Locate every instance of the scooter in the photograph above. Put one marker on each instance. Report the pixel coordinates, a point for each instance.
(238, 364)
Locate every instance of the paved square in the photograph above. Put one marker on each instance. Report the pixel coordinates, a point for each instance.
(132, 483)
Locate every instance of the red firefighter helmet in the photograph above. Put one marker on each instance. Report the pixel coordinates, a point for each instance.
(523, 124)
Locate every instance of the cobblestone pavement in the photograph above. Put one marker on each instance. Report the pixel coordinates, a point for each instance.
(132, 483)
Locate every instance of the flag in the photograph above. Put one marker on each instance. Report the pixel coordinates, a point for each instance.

_Task instructions_. Tail of the listing, starting at the line with "Locate every instance of the red" and ending at the last line: output it exactly and add nothing.

_Answer for the task_.
Locate every instance of the red firefighter helmet in the photograph above. Put one marker on each instance. Report the pixel coordinates, a point for each instance.
(523, 124)
Locate every instance of the cobblestone pavement in the photograph above. Put one marker on each instance. Report the pixel coordinates, a point for each instance.
(132, 483)
Locate every instance of the flag in the photograph above. Put one marker on each instance. Report the pixel coordinates, a point for each instance.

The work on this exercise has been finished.